■ **EXERCISE AIM**
Count the lines in the records that contain the string "Return", treating uppercase and lowercase as different, and give only that number.

■ **DATA SUPPLIED**
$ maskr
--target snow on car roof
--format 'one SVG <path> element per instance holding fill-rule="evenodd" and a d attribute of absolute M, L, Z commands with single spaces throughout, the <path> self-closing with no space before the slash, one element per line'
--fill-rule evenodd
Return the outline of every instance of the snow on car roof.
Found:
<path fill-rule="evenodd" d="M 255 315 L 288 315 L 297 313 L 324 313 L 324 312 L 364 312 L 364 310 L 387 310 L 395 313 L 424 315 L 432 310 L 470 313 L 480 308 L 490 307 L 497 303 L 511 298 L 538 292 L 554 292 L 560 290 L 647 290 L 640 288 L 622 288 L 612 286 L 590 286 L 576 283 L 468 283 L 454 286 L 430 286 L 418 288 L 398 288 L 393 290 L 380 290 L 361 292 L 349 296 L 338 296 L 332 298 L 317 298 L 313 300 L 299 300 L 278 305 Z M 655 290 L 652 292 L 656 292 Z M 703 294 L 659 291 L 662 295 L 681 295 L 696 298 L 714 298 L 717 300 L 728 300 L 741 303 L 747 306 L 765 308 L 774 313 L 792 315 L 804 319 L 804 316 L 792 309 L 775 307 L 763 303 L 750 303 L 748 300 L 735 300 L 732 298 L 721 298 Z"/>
---
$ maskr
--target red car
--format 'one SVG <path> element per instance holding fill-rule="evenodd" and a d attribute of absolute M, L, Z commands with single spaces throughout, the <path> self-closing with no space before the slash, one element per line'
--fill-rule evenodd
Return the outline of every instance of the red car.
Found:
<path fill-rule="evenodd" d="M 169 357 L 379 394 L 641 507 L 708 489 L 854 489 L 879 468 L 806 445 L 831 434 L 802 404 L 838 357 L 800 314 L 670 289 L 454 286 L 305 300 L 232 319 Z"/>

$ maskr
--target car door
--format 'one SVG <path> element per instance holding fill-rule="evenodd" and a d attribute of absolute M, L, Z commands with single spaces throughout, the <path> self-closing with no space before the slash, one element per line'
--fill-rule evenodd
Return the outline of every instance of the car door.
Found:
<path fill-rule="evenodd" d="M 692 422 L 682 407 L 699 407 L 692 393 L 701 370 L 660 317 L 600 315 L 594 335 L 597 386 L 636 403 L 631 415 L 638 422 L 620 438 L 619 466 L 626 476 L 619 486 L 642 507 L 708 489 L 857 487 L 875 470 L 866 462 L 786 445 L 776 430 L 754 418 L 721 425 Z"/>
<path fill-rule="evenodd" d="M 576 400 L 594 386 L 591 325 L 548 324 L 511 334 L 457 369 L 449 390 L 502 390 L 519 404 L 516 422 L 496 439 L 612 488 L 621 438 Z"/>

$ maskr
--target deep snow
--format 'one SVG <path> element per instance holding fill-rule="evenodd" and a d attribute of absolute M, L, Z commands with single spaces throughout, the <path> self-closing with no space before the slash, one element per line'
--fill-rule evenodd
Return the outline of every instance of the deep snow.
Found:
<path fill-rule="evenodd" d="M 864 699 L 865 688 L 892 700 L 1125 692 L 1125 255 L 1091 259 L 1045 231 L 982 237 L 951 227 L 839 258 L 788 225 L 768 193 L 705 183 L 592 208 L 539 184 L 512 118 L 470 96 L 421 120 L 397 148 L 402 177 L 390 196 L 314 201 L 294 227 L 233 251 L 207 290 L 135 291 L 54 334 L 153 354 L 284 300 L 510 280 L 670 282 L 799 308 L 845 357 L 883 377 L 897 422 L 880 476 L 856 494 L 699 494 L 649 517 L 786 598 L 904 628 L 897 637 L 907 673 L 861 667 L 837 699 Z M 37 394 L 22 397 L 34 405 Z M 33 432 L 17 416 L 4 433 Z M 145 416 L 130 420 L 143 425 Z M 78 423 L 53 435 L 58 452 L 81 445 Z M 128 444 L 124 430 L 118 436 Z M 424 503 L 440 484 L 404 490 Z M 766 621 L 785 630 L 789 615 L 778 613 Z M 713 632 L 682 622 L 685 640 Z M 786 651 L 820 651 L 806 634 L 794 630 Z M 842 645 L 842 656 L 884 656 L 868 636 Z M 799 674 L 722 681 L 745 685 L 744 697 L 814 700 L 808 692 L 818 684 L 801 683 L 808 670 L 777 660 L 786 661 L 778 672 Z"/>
==
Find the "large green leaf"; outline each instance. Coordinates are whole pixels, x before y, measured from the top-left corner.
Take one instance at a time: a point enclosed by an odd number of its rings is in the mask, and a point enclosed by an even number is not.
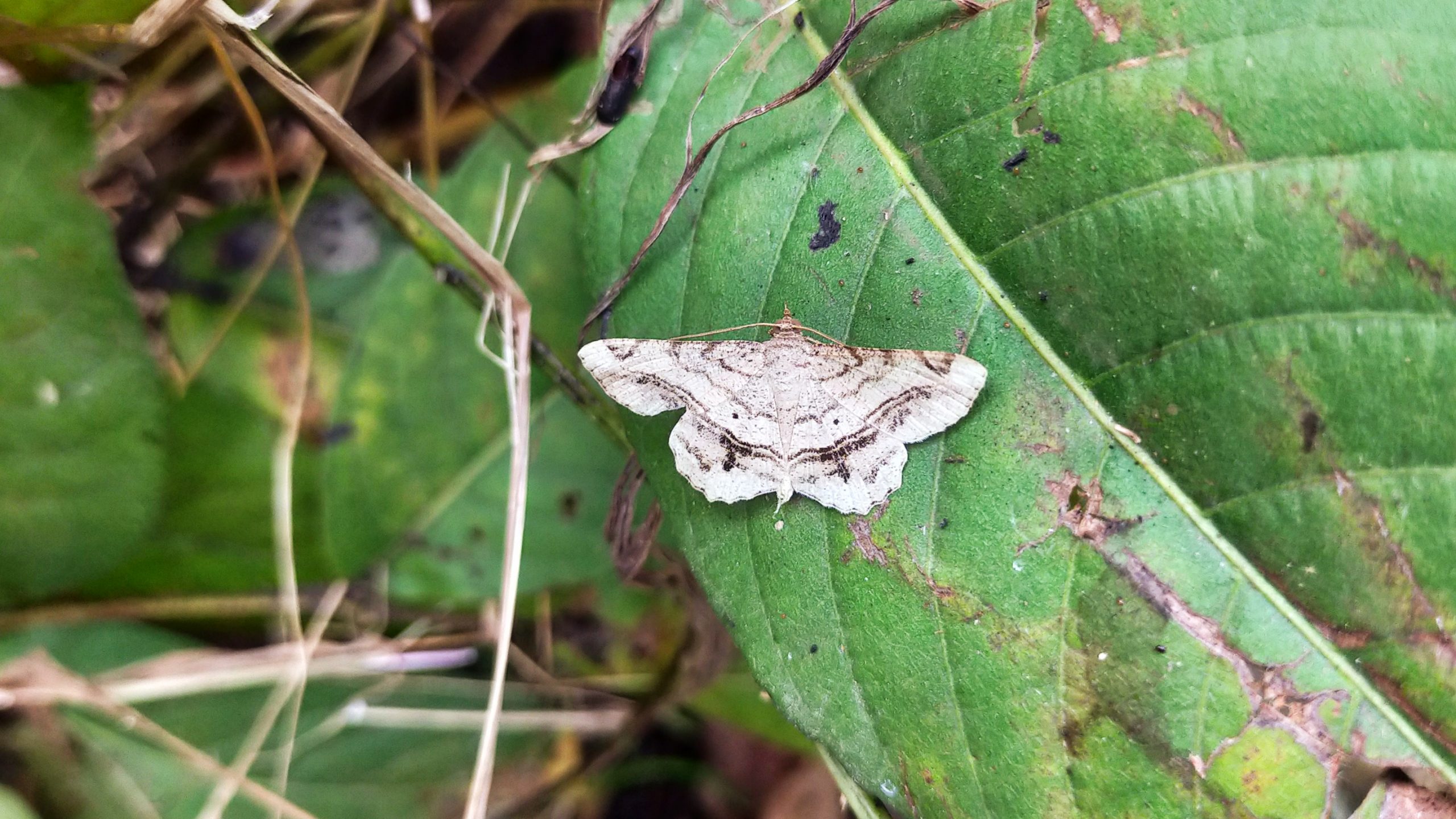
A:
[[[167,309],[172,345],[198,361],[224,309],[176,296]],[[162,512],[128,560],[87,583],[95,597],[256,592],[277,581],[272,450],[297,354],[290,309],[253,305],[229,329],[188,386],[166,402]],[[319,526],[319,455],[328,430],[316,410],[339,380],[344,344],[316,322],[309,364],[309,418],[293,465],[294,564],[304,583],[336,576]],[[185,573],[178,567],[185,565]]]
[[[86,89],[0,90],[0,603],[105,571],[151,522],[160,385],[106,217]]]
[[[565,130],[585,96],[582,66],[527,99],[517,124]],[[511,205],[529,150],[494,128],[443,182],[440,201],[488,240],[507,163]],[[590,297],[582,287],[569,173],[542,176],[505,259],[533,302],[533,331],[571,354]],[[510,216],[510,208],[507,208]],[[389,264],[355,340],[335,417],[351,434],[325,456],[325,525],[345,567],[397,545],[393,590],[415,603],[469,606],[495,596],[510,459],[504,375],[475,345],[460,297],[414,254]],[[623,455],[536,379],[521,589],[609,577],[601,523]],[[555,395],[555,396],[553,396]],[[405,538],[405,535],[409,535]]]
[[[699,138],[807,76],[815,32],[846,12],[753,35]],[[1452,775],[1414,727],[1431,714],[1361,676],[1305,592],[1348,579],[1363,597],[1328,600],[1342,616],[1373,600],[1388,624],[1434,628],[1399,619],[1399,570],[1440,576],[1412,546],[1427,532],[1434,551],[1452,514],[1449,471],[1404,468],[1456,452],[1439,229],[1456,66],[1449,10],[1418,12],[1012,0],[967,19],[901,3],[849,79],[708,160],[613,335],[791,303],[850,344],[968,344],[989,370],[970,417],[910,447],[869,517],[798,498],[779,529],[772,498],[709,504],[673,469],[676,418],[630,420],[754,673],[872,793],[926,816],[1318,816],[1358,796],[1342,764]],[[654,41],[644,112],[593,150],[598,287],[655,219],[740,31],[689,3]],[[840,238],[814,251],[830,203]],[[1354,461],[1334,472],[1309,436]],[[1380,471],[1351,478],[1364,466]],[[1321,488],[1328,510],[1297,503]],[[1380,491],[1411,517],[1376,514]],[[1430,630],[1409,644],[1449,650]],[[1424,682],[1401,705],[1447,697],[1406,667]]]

■ **RESULT OF THE EXERCISE**
4